**READING TEXT:**
It has gotten to the point where I am so unhappy living down here that I don't even care about school anymore. ME! Not care about school?! I just stopped going to one class and I didn't even drop it...that's not going to look good on the transcripts, but I can't seem to care. The other two classes I have on campus, I ditch periodically just because I don't feel like going. Really?! I'm that girl now?! I love my apartment, but I would love it more if it were a one bedroom with the same amount for rent. Living on my own is great other than the fact that it's making me fat. I am so much more active at home than I am here. I did just get myself some of the Reebok Easy Tones and I love those, though I don't go for walks, I just wear them to classes. I do want to start working out more, but I don't have anyone to go with and that makes me not want to do it at all. I need someone to push me, but I refuse to diet, so just hold your breath on that one.
Hmmm...I guess that just about covers everything. I feel better now that I've actually written something. I promise, I'll post Ben's message tomorrow. Loves to you!!
Posted by KKacmarcik at 12:32 AM 0 comments
Thursday, September 30, 2010
24
I realize that I have been a bit of an absentee blogger over the past few months and I am sorry for that. I really did have the best of intentions to be giving updates on at least a weekly basis, but my best intentions often fall short when translated into the real world.
So, what has kept me away? To be quite honest, it's mostly due to laziness and my apparent fixation with the Facebook game, Bubble Town--it's dumb, but I love it nonetheless. School is trying to kill me, but not really because it's my fault. If I didn't procrastinate so damn much, I would get more sleep and be doing much better. This is my first semester as UA and I am already becoming a serious slacker--this is not a good thing. I like most of my classes, but I have yet to find the purpose of one of them, which is seriously irritating. HIST 301, Intro to the Study of History. What is that?! The other people I have talked to in that class don't know what we are supposed to be studying either...it is really annoying! Other than that, school is fine though I am broke and can't get some of my books that I need to complete certain assignments for my online history class. I am still waiting for my loan to go through UA's financial aid office so I can get the remainder so that I can be all caught up on bills and such. I don't like being broke. I don't like having to decide which bills to pay on a monthly basis. I hate having to forgo getting groceries because I have to put gas in the car. I am terrified of failing at this endeavor of mine. It is difficult to figure out where all my freaking money goes.... I am not buying frivilous things...well I eat out too much at work, so I'll start packing a lunch, but I'm not buying movies or books like I used to! I have a job that pays well and gives me 24 hours a week...though I wish it were more on the hours side of it.
Anyways...enough about my financial woes. So...I had a date a few weeks ago. It was horrible. He was a jackass and literally tried to bite me. This is a guy i have known for less than a month and he tries to bite me. Explain to me in what society that is acceptable and can it me easily mistaken for ours? He made two phone calls about his truck while we were eating. I left during the second one. As I got up, I told him that I was going to the library and that I would see him the next class period. He said, "Or you could wait." AAAAHAHAHAHAHAHA!!! Why the hell would I wait for you to get off the damn phone so you can just go back to being a total dick about everything again. AAAAHAHAHAHAHAHA! Pass. I replied, "No thanks, I have a bunch of shit to do." That translates roughly to, "No fucking way you moron," in case you were wondering. Class has been interesting with him since. We don't really talk. He is always an ass, but luckily, he is failing miserably...hehehe, I do enjoy that part. Some days he will try to be a nice guy and then, like today, he will just be a dick about everything. Our teacher is German so, of course he is all about the Nazi jokes because he is an ignorant jackass. Now, he even has one of the other guys, who was actually super awesome, doing the same shit. I hate it!

**SOURCE INFORMATION:**

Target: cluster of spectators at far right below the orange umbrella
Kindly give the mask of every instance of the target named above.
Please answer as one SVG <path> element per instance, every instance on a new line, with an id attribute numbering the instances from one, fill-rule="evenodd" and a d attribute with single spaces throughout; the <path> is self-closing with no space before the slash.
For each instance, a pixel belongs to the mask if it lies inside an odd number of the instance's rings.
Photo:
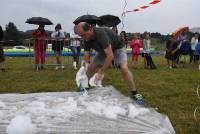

**REQUIRED ACTION A:**
Answer these questions about the blog post, one per line:
(i) What Facebook game does the writer say she is fixated on?
(ii) How many hours a week does the writer's job give her?
(iii) What nationality is the teacher in the class the writer shares with her date?
**REQUIRED ACTION B:** Please list every sentence in the blog post that begins with "I don't like" or "I hate".
**REQUIRED ACTION C:** Write the next part of the blog post about school, money and a bad date, starting after its final sentence.
The listing has no connection to the blog post.

**TASK RESPONSE A:**
(i) Bubble Town
(ii) 24
(iii) German

**TASK RESPONSE B:**
I don't like being broke.
I don't like having to decide which bills to pay on a monthly basis.
I hate having to forgo getting groceries because I have to put gas in the car.
I hate it!

**TASK RESPONSE C:**
And onto other news...Andrew, yes, you guessed it, the guy I love and have been talking about since this blog's inception, is coming home probably next weekend. Let me tell you why this terrifies me. I have decided recently that, no matter what, I am going to tell him I love him and, if he lets me, why I ran. Genny is giving me till the end of October to do so or she will find a way to do it herself. I am so freaked out by this because I have no clue what he is going to do. I don't know if he'll hate me because I didn't say it the night he told me he loved me or if he'll be alright with it. I don't know what will happen and I don't like it. I have never been able to predict what that boy will do, but I can't keep hiding it anymore. It hurts way too much to keep it inside. I am tired of playing the guessing game when it comes to how he feels about me. He makes me think he still has feelings for me, but then when he called me to tell me he broke up with his girlfriend, he said something about telling me this as a friend. I don't know what to do with shit like that! I want to walk right up to him and say, "So...I'm in love with you and have been for a really long time now. Thoughts? Reactions? Go." However, the likelihood of my being ballsy enough to do it...not so good. I have little confidence that I will be able to go through with telling him anything, but I have to remember to be strong and just do it anyways because I will forever hate myself if I don't. If he hate me and breaks my heart all over again, I have a bunch of friends waiting in the wings with duck tape and good puzzle skills. I am confident that this is something I have to do no matter the outcome, which is scary as hell, but true. I told his mom of my plan. She is worried about us both getting hurt and I can't blame her because I am too. If all else fails, I'll write him a damn letter or a Facebook message, though I really, REALLY don't want to go there. I kind of feel like I need to see his face if I am going to get any clear answers. I am so scared that he'll hate me and never want to talk/see me again, but I have hope that he won't and that's really all I can do until the time comes for me to throw myself on the metaphorical sacrificial alter. Yes, i am feeling a bit dramatic today, how ever did you guess?
Other than all that, nothing is really new and/or exciting in my world. I worry about all my families. I worry about Ben because he has seemingly dropped off the face of the fucking planet and isn't returning any of my messages which is cause for concern considering what happened the last time we stopped talking. I hate being this attached to him, but he was my life raft after me and Andrew split and we have a bit of a connection because of it. I love him--not like Andrew, I'll never love anybody like I love Andrew--and I need him back. I just don't want anything to happen to him/I don't want him to do anything incredibly stupid like last time. I am just so worried about what is keeping him from talking to me right now. I hope he isn't falling again because this life raft only has so much rope to give him and letting him go is just too much to ask me to do without a serious fight. I feel strangely tied to Ben. I have known him for so long and we have become so close over the past year. We tell each other everything, even things we tell no one else and it is scary to think about losing him, especially losing him to himself and his own stupidity. I trust him with my life and with my heart and I feel like I need him to survive because if he doesn't, then I won't either. It is a strange sensation.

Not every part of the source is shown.